┌─ Text extract

Puppet Ponyo on a cliff close to Victoria Harbour! :)
Puppet Ponyo posing inside the ruins of
the Qing Dynasty watchtower on Mau Wu Shan!
The day before Chinese New Year, many workers in Hong Kong get to leave work early. And the way the air looked earlier today (i.e., clearer than it's been in recent days), it appears that many workers over on the other side of the Hong Kong-Mainland China border got to go on holiday already yesterday -- or even earlier than that!
Throw in pleasant temperatures that were in the high teens and early 20s on the Celsius scale and beautiful blue skies into the equation, and the result is that the likes of Puppet Ponyo decided that she simply had to spend some time outdoors today. More specifically, this afternoon, the incorrigible one first took a scenic ferry ride from Sai Wan Ho on Hong Kong Island across Victoria Harbour to Sam Ka Tsuen, then went up and down a number of hills (including Devil's Peak and Black Hill) before taking a ride on a green mini bus and returning later in afternoon to Hong Kong Island on another ferry (this one plying the Kwun Tong to North Point route).

└─

[Written problem A]
Return every line of the records below that contains the string "mountain".

┌─ Listed records

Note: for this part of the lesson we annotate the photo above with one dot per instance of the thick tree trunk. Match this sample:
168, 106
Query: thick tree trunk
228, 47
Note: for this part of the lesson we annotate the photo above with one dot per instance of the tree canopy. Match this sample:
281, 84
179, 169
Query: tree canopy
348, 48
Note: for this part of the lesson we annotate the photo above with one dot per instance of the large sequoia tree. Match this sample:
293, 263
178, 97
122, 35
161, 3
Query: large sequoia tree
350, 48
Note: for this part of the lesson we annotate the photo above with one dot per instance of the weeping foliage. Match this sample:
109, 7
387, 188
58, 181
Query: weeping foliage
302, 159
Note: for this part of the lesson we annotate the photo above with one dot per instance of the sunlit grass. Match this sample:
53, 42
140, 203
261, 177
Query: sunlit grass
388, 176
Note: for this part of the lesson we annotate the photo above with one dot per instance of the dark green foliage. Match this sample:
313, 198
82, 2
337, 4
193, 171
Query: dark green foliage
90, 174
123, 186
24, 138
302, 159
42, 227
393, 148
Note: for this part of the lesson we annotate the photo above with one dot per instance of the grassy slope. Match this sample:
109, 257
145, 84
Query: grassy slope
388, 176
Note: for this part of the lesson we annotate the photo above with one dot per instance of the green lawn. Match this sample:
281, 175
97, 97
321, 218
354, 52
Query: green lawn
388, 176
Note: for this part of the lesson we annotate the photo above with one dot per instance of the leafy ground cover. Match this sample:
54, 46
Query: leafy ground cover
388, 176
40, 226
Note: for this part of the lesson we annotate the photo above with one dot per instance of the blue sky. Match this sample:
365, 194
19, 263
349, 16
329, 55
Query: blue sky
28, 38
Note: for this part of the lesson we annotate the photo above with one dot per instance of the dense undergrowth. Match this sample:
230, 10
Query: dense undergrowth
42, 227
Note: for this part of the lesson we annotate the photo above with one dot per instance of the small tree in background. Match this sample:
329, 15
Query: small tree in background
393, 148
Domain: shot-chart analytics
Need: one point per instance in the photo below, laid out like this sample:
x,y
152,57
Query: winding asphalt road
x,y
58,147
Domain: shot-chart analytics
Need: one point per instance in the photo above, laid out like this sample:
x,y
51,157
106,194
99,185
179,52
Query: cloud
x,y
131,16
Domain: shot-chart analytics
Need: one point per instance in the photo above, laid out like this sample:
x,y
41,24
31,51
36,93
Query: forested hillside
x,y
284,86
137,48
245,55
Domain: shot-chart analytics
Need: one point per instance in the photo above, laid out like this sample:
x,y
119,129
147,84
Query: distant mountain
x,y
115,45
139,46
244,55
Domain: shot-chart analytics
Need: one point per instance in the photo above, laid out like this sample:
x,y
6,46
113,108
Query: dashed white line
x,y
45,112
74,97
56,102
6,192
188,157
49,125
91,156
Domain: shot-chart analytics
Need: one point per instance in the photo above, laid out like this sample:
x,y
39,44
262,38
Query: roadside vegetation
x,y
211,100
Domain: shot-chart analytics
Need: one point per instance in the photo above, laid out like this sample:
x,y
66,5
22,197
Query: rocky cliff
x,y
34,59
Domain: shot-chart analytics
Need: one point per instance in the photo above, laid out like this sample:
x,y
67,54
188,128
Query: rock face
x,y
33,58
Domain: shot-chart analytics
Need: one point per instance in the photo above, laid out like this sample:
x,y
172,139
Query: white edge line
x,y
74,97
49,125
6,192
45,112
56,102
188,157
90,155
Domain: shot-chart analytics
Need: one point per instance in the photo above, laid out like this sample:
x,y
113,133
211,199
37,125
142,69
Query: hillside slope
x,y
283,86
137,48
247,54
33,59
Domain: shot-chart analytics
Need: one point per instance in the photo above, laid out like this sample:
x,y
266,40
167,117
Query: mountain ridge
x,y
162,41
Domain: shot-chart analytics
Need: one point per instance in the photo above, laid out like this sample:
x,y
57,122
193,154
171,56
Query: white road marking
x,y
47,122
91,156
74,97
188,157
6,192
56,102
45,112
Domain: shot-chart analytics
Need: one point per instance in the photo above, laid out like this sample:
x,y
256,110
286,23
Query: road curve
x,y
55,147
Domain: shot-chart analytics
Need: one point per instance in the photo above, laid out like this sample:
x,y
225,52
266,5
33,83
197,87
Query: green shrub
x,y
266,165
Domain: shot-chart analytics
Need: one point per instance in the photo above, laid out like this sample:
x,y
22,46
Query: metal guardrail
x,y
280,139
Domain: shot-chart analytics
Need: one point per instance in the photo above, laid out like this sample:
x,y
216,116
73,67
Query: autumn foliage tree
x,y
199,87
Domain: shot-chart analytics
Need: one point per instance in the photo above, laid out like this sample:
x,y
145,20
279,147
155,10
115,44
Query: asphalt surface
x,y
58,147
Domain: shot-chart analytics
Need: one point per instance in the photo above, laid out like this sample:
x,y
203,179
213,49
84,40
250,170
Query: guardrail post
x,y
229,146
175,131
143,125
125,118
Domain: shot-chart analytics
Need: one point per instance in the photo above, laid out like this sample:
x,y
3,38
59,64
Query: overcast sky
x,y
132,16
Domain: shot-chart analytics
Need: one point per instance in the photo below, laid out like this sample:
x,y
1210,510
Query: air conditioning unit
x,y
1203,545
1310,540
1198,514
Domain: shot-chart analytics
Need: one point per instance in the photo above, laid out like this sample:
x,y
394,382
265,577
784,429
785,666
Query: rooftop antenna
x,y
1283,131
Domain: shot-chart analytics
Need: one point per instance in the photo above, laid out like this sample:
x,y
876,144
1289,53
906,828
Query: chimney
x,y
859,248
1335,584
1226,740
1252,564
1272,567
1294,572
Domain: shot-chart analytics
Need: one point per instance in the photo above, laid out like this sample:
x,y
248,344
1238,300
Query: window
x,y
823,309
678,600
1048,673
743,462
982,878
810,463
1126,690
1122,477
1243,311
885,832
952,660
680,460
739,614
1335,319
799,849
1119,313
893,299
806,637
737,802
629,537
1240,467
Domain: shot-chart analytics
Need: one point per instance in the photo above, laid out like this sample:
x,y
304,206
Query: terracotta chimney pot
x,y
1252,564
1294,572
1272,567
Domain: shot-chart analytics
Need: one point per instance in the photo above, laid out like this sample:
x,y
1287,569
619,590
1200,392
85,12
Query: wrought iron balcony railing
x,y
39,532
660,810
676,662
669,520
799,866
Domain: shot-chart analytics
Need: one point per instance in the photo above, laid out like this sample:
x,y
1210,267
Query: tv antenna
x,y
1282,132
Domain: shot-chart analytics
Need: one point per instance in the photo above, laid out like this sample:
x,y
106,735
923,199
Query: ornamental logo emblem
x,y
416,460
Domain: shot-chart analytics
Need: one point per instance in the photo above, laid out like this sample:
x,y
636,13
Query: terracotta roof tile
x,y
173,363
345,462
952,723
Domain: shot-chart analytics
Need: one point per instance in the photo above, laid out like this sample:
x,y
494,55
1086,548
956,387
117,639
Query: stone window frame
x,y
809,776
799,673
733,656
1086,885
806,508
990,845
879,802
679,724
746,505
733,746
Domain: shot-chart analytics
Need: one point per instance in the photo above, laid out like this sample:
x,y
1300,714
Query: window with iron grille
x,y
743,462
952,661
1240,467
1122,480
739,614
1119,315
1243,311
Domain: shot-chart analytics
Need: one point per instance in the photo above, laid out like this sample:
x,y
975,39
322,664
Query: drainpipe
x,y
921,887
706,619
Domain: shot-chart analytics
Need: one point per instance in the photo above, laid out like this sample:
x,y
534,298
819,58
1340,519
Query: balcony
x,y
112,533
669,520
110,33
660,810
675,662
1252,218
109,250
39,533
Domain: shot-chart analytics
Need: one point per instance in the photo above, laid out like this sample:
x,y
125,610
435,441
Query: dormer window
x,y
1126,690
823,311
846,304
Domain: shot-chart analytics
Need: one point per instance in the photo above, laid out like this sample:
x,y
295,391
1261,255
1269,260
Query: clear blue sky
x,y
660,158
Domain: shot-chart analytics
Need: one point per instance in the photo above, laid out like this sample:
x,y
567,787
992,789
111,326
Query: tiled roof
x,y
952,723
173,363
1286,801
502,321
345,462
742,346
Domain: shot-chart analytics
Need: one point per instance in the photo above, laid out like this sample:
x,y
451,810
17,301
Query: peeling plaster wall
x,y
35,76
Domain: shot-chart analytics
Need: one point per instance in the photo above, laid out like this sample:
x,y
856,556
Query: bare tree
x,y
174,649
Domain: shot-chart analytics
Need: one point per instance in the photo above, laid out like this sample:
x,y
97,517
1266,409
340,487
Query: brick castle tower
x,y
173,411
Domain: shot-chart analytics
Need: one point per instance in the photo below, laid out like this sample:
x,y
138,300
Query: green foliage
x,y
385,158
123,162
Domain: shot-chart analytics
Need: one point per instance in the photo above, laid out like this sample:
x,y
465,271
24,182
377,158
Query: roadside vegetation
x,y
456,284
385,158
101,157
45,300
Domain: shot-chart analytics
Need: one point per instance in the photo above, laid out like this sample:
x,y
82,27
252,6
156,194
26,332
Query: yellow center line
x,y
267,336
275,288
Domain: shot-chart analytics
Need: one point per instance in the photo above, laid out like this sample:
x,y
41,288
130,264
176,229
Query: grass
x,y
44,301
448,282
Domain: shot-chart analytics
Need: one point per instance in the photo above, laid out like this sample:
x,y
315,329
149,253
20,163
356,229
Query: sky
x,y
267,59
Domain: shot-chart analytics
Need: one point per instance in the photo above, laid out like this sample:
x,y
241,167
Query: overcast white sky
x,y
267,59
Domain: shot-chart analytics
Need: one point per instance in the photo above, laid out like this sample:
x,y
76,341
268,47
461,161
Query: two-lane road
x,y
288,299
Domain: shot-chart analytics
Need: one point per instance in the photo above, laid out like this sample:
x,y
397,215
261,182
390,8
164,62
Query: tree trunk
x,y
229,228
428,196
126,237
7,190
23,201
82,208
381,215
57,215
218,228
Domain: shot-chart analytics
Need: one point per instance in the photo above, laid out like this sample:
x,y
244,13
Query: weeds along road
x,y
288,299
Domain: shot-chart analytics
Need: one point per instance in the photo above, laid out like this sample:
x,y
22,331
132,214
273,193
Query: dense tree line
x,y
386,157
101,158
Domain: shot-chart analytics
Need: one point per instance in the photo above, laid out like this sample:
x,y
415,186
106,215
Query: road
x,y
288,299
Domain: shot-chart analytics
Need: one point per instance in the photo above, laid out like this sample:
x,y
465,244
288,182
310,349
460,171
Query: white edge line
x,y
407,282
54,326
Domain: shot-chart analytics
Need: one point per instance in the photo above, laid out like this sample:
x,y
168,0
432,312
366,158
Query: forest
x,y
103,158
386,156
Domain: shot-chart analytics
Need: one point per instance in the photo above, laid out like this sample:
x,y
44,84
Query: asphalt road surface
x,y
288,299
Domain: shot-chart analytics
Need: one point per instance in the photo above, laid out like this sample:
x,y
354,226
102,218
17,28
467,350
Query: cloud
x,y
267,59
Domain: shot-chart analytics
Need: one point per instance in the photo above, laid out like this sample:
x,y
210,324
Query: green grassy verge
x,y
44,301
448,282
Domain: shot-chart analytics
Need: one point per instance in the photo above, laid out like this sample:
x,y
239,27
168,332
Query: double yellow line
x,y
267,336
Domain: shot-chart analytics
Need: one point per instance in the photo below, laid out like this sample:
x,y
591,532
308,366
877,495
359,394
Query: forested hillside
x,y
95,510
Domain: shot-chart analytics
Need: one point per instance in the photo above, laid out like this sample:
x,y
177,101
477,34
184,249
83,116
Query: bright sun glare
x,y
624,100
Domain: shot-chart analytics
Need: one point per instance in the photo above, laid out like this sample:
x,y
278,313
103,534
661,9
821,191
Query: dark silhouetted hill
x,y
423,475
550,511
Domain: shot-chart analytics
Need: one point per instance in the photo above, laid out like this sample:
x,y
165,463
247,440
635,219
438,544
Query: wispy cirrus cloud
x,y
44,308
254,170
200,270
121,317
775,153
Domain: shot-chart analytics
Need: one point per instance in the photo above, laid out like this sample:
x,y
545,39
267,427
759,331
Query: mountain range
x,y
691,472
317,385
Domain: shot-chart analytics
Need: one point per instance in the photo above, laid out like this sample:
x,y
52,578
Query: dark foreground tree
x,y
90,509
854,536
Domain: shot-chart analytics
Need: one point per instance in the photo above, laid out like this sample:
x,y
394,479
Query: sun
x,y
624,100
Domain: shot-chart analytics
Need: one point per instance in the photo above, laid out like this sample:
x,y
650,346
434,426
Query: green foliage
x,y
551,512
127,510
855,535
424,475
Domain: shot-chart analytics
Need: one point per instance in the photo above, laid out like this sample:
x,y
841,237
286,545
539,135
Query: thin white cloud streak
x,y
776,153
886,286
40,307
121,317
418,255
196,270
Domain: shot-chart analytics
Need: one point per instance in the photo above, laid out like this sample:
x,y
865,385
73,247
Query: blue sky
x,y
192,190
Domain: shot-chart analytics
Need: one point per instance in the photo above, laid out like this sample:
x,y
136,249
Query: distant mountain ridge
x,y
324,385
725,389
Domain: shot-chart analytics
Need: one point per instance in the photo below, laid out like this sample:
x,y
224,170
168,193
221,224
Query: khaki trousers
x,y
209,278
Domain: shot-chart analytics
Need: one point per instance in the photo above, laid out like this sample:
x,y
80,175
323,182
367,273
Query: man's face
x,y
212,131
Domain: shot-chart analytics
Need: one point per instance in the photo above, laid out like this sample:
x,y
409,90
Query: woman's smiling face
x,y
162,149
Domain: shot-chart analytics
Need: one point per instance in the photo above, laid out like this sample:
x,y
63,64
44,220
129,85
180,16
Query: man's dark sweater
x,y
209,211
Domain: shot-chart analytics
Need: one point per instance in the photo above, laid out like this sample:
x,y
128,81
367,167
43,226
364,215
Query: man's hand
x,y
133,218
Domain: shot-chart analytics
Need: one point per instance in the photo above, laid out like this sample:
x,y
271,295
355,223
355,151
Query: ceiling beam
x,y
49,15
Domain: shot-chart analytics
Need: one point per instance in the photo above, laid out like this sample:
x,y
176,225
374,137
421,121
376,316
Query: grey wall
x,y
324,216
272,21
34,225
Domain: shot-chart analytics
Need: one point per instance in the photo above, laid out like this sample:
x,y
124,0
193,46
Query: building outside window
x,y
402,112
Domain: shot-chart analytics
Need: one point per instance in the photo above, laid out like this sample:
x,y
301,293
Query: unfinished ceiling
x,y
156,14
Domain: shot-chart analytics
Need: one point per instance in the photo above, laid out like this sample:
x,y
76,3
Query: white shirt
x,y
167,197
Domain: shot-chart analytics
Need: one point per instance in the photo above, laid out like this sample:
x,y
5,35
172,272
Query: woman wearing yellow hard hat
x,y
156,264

└─

[Written problem B]
In the post above about Puppet Ponyo's outing, which route did the ferry that brought her back to Hong Kong Island ply?

[Task solution A]
Query: distant mountain
Query: mountain ridge
Query: mountain range
Query: distant mountain ridge

[Task solution B]
Kwun Tong to North Point.